[Selected extract — start]
Friends:
I am nervous. In the next few weeks something epic will take place, an occurrence which could have a long-lasting impact on my life and could shatter everything I ever knew or hope to know. I, of course, am speaking of the release of the fifth Die Hard movie, “A Good Day to Die Hard.” What did you think I was talking about?
I am not a comic book geek. I’m not someone who is devoted to Star Wars or The Lord of the Rings and who watches and re-watches those movies to explore the “lessons” that can be learned from the walking and talking trees or to finally answer the age old question of whether Han Solo shot first. No, I am far more practical than that—fantasy stories and comic books are things of adolescence—John McClane and his heroism at the Nakatomi Building or at Dulles Airport; now those are practically guidebooks for survival.
For example: Lesson number 1: Never take off your shoes, just in case terrorists attack, you don’t want to be running around barefoot. Lesson number 2: Always have a cigarette lighter in your pocket, whether it is to illuminate an airshaft you happen to be crawling through or to set an airplane’s leaking gasoline trail on fire. Lesson number 3: Tying a brick of C-4 plastic explosives to a computer monitor (not a flat screen) and a secretary’s chair and dropping them down an elevator shaft will explode the first floors of a high-rise, but it won’t destroy the entire building. Lesson number 4: An icicle in the eye is better than a gun in your pocket.
[Selected extract — finish]
◆ Exercise prompt:
Retype part of the Die Hard piece word for word, starting at the words "For example: Lesson" and stopping after the words "in your pocket.". The material after this point stands apart from the Die Hard piece.
[Supplied information — start]
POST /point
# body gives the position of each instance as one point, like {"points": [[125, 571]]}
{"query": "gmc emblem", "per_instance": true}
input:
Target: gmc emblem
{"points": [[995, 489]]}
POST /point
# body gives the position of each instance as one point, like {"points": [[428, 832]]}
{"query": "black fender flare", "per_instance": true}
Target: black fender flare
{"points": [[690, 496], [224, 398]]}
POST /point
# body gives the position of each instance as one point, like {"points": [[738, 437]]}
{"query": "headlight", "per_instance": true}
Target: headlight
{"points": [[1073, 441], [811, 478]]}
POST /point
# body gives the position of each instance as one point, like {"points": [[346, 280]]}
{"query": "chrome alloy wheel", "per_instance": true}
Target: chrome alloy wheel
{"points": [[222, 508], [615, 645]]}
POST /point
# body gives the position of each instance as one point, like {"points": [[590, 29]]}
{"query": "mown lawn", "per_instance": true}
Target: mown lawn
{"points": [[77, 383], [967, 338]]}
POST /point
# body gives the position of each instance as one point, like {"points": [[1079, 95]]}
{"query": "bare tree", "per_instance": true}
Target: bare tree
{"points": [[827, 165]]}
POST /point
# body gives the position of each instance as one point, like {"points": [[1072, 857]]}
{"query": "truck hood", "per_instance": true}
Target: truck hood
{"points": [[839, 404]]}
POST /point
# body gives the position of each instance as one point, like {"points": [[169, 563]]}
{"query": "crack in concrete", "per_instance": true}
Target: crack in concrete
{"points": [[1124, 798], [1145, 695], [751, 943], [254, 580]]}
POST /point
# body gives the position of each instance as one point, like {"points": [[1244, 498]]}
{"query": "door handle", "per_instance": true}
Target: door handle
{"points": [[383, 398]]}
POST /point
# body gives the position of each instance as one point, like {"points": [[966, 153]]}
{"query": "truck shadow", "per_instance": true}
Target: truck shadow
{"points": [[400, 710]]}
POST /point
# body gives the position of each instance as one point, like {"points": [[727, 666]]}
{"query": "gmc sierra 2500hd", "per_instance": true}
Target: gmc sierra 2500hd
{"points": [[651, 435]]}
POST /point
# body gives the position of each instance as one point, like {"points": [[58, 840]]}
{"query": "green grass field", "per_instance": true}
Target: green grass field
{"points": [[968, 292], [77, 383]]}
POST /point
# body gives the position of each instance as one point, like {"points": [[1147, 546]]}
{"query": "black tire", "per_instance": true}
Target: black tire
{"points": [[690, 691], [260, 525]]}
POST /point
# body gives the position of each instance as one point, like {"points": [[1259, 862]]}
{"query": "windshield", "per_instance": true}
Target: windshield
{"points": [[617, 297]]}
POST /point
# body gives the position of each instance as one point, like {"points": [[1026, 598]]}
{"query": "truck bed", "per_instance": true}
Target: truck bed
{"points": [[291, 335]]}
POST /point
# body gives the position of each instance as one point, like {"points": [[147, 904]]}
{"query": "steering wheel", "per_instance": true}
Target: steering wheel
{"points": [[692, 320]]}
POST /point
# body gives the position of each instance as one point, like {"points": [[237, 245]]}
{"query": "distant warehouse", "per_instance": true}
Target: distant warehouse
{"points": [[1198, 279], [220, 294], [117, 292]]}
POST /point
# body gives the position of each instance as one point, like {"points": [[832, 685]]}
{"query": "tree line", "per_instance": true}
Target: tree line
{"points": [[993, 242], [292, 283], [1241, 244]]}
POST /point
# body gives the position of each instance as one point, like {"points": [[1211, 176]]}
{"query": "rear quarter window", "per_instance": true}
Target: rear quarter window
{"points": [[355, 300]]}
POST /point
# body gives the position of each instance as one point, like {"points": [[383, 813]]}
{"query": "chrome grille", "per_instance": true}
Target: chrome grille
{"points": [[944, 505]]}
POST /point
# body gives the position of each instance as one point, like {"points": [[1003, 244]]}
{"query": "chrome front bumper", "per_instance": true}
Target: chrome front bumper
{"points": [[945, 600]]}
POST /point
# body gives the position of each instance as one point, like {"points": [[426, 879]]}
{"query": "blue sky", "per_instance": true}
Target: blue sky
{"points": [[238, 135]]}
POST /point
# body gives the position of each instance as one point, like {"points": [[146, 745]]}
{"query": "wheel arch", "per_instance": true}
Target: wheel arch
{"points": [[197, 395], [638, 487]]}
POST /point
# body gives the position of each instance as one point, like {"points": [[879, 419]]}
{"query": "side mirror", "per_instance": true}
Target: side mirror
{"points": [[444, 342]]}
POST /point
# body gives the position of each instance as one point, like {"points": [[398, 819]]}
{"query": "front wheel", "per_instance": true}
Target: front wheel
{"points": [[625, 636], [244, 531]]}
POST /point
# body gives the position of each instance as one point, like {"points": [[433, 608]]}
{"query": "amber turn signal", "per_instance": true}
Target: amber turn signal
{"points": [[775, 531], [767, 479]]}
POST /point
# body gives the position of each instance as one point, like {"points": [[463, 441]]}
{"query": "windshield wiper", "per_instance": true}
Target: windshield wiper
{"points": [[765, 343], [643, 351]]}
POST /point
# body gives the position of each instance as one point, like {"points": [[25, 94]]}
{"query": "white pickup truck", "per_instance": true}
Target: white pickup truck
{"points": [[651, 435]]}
[Supplied information — finish]
◆ Worked solution:
For example: Lesson number 1: Never take off your shoes, just in case terrorists attack, you don’t want to be running around barefoot. Lesson number 2: Always have a cigarette lighter in your pocket, whether it is to illuminate an airshaft you happen to be crawling through or to set an airplane’s leaking gasoline trail on fire. Lesson number 3: Tying a brick of C-4 plastic explosives to a computer monitor (not a flat screen) and a secretary’s chair and dropping them down an elevator shaft will explode the first floors of a high-rise, but it won’t destroy the entire building. Lesson number 4: An icicle in the eye is better than a gun in your pocket.